Description of the task —
Transcribe the lines of the records starting with the one that has "Deliver a precise" in it and ending with the last, and transcribe nothing else.

** Material for this exercise follows **

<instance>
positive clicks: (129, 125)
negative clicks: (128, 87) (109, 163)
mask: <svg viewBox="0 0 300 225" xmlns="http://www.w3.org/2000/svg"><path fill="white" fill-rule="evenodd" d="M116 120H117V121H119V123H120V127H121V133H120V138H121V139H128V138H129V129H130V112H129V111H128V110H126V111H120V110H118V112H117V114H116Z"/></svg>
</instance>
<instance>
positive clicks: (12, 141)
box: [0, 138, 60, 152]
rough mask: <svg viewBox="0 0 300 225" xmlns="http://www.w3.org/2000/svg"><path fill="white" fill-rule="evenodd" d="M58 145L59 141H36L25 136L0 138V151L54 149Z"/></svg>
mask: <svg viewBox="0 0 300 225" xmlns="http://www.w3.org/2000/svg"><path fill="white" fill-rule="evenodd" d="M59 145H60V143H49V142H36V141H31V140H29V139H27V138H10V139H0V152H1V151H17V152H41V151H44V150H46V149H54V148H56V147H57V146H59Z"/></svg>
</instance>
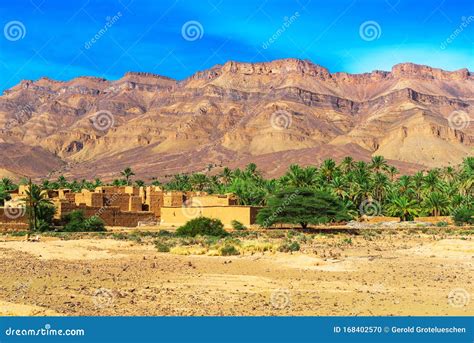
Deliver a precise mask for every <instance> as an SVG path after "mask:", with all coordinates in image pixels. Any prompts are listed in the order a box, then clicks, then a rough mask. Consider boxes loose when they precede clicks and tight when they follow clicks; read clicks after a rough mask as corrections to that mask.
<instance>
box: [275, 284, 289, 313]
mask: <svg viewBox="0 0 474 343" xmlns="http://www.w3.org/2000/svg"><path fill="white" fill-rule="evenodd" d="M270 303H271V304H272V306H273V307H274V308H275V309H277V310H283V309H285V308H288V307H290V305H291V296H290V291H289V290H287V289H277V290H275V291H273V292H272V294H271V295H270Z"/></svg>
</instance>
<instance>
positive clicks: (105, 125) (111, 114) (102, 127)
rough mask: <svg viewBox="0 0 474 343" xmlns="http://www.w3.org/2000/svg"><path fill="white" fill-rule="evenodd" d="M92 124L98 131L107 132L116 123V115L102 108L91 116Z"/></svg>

** End of Material for this exercise **

Task solution —
Deliver a precise mask for every <instance> as an SVG path after "mask:", with all coordinates in image pixels. Any prompts are listed in the order a box, then clicks, then a rough mask. Consider boxes loose when they precede clicks and tight when they follow clicks; read clicks after a rough mask as corrections to that mask.
<instance>
box: [275, 284, 289, 313]
mask: <svg viewBox="0 0 474 343" xmlns="http://www.w3.org/2000/svg"><path fill="white" fill-rule="evenodd" d="M270 303H271V304H272V306H273V307H274V308H275V309H277V310H283V309H285V308H288V307H290V305H291V296H290V291H289V290H287V289H277V290H275V291H273V292H272V294H271V295H270Z"/></svg>
</instance>
<instance>
positive clicks: (105, 125) (111, 114) (102, 127)
rough mask: <svg viewBox="0 0 474 343" xmlns="http://www.w3.org/2000/svg"><path fill="white" fill-rule="evenodd" d="M92 124L98 131L107 132L116 123V115L102 108L91 116Z"/></svg>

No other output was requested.